Data extracted from a collection |
########

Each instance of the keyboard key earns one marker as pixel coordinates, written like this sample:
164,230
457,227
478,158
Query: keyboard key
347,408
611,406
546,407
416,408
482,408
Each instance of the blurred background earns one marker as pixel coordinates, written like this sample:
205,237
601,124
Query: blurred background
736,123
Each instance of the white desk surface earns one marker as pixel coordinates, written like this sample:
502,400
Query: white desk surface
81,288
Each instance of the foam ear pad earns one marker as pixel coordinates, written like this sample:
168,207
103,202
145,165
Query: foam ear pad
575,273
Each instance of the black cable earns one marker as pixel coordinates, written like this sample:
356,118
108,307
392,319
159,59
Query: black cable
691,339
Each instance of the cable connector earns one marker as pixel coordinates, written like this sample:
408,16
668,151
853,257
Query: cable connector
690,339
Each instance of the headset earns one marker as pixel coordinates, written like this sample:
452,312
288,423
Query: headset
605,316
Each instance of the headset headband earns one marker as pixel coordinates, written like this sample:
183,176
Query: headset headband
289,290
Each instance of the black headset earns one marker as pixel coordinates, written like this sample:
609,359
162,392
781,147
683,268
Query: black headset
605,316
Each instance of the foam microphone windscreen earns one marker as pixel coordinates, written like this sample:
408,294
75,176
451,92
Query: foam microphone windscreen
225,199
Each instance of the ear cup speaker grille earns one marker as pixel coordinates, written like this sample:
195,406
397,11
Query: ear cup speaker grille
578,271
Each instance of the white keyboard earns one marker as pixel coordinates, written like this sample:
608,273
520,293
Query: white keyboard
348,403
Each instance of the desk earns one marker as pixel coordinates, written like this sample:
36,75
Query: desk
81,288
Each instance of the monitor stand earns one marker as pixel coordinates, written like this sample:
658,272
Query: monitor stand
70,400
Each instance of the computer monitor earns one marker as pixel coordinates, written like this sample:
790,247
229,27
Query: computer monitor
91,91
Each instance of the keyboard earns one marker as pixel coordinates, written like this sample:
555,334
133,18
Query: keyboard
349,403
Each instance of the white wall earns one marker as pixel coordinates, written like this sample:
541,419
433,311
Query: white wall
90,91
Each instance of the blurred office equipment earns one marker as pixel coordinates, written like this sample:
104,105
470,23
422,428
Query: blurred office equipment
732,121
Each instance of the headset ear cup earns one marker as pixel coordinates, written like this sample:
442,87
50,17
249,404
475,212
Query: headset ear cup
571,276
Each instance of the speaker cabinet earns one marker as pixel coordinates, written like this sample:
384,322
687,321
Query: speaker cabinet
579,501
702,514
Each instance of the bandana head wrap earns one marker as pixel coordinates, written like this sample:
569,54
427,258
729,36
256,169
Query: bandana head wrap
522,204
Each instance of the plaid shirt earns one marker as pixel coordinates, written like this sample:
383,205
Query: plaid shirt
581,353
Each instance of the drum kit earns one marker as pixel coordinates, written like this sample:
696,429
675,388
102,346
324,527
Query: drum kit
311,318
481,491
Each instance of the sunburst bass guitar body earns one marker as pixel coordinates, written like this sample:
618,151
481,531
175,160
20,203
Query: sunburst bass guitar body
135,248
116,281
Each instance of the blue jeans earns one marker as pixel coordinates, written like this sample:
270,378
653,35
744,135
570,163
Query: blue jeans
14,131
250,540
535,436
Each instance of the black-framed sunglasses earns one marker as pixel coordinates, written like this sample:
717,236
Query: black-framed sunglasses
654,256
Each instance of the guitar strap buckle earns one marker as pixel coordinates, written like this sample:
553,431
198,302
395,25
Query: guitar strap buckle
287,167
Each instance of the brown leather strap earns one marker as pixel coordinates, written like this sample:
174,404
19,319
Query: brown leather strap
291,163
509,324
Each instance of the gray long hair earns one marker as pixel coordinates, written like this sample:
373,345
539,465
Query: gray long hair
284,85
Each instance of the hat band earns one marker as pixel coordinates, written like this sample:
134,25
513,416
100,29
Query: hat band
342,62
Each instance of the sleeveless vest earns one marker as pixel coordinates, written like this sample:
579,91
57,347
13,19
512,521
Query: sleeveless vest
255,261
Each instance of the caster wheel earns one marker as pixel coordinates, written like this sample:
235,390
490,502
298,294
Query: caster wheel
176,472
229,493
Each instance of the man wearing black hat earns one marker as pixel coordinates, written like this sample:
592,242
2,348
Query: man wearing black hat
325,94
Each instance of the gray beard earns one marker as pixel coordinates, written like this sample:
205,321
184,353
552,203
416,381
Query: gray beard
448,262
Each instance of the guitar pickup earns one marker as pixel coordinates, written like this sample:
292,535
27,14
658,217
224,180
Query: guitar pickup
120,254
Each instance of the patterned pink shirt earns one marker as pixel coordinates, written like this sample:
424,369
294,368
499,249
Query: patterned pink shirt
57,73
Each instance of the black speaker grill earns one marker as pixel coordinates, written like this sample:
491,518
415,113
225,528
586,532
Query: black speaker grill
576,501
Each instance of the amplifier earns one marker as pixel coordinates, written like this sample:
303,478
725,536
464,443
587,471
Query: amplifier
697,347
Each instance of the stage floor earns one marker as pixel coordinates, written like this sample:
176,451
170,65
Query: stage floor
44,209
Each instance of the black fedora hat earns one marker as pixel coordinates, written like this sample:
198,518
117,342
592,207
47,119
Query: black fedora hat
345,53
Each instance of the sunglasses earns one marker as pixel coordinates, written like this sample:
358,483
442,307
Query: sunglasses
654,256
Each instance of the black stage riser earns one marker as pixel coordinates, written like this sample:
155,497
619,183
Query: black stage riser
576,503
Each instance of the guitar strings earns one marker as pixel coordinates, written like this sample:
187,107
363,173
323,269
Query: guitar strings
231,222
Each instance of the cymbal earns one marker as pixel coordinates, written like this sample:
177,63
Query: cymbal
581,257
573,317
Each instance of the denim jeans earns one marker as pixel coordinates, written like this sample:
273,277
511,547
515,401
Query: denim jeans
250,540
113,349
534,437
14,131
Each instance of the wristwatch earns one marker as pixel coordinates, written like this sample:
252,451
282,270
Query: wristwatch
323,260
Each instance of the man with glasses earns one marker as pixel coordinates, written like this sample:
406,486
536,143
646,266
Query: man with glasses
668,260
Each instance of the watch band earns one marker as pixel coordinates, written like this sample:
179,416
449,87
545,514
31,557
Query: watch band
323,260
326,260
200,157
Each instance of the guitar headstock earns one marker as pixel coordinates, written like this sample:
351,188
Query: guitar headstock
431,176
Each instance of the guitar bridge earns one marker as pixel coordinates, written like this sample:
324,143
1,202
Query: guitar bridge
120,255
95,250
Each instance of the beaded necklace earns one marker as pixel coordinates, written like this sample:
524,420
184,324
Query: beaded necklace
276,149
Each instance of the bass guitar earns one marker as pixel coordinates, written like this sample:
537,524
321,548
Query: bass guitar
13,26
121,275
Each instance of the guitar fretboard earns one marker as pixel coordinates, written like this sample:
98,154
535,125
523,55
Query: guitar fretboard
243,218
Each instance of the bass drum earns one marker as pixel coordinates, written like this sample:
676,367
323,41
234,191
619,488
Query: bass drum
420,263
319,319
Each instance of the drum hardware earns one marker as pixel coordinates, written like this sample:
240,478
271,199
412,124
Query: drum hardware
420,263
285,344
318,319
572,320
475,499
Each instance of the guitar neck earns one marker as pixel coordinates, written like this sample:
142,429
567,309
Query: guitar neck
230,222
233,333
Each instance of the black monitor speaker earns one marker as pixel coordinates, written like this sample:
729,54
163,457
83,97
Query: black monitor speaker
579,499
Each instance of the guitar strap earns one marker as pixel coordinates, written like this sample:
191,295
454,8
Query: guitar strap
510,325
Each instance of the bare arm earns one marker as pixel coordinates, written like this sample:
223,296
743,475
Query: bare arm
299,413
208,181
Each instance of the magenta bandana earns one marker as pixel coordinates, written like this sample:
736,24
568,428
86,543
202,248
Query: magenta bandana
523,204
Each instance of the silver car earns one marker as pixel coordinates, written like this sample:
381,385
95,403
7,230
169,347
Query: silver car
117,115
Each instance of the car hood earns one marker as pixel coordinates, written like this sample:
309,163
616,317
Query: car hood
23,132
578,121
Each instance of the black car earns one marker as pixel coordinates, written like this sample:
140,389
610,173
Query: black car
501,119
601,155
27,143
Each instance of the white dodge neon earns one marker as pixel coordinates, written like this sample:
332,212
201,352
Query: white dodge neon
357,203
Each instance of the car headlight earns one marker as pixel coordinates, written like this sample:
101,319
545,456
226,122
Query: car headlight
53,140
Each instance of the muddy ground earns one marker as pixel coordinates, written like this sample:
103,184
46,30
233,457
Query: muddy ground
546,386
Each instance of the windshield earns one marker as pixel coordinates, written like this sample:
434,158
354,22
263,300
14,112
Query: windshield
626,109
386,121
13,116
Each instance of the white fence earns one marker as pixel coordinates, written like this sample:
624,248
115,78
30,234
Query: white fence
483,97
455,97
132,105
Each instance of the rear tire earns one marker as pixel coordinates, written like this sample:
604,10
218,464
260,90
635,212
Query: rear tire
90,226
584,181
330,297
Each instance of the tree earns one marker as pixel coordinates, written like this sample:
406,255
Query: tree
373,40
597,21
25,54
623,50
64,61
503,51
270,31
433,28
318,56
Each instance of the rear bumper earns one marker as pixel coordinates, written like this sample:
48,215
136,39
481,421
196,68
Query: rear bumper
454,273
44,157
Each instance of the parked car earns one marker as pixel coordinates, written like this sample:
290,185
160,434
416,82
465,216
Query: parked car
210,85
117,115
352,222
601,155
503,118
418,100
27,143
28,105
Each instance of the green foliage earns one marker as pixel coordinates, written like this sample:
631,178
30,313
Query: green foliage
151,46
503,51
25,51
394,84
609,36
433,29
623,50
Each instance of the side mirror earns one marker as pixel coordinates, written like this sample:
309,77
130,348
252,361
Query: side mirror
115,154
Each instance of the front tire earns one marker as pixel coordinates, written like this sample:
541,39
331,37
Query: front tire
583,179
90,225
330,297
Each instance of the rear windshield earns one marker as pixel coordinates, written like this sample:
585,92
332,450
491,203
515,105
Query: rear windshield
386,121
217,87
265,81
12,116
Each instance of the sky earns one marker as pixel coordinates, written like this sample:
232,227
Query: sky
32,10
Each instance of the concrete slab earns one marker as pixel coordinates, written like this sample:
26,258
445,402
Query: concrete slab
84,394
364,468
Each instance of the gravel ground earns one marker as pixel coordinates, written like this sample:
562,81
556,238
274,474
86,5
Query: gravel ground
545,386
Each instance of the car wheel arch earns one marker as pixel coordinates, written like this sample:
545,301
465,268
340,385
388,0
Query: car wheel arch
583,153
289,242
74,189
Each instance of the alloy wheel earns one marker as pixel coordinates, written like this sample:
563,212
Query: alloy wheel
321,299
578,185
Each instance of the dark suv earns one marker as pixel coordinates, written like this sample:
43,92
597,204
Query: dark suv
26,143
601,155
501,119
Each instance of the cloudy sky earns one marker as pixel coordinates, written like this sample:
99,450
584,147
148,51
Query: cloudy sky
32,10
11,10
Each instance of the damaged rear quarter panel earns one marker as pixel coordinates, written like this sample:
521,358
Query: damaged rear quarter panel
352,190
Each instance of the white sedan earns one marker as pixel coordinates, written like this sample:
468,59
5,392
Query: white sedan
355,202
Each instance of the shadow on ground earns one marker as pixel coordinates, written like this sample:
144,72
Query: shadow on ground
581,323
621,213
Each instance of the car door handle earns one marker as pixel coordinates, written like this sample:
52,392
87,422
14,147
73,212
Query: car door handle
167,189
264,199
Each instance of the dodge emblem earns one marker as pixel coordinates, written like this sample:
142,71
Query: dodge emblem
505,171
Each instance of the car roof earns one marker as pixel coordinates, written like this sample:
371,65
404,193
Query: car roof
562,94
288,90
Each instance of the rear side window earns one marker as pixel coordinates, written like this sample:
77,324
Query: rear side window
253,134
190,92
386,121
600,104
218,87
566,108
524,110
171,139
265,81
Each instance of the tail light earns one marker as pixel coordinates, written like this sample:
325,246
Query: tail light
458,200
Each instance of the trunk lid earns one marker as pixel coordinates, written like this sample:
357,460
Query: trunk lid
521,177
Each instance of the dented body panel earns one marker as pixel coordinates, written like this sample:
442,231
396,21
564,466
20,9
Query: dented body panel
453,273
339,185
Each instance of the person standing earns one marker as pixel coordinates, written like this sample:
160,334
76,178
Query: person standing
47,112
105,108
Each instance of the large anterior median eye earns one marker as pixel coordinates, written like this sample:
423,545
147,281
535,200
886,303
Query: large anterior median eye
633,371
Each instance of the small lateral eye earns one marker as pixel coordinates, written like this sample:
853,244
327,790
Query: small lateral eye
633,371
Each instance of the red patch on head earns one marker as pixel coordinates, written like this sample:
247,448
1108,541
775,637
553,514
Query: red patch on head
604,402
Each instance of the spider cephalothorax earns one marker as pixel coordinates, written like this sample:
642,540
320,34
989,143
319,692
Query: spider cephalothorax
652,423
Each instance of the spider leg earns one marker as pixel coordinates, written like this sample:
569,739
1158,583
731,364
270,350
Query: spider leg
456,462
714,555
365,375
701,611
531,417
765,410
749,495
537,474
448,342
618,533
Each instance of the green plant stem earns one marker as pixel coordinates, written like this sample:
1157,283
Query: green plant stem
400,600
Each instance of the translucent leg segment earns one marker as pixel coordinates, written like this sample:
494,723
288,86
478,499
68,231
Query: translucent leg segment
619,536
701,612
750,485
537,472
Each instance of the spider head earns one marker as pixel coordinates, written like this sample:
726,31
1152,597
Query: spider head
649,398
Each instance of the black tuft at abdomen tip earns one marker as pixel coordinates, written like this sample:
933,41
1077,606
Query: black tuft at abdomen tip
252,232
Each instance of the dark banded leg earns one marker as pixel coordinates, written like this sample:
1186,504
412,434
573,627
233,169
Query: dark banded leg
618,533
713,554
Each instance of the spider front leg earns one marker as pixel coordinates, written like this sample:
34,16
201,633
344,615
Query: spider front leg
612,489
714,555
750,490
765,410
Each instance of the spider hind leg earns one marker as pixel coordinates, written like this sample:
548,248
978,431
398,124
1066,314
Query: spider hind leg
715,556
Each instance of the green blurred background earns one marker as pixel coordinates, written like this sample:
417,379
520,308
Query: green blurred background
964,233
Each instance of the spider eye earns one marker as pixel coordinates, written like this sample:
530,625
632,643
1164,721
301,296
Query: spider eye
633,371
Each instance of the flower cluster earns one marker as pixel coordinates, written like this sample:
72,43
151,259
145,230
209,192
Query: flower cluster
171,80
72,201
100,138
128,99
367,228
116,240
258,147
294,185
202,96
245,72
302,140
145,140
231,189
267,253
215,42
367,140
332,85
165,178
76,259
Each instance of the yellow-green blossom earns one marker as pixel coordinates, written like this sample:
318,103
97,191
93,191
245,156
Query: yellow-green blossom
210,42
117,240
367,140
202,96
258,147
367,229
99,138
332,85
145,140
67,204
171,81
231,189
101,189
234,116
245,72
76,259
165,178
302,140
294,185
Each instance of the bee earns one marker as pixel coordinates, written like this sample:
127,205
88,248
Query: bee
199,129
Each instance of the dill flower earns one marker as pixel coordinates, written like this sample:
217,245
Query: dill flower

########

TASK TO COMPLETE | Quote exactly what appears from the line containing "Each instance of the yellow-green" through the final line of the listing above, including both of those lines.

THE SOLUTION |
Each instance of the yellow-green blossom earns one marker as pixel coordinates, written like this sample:
318,103
97,191
93,191
245,156
Query: yellow-green blossom
210,42
117,240
367,140
202,96
258,147
367,229
99,138
332,85
145,140
67,204
171,81
231,189
101,189
234,116
245,72
76,259
165,178
302,140
294,185
Each instance of the bee earns one marker as pixel coordinates, written like this sample:
127,205
88,248
Query: bee
199,129
Each instance of the dill flower earns one marker as pixel coordinates, written like this sample:
217,245
Query: dill flower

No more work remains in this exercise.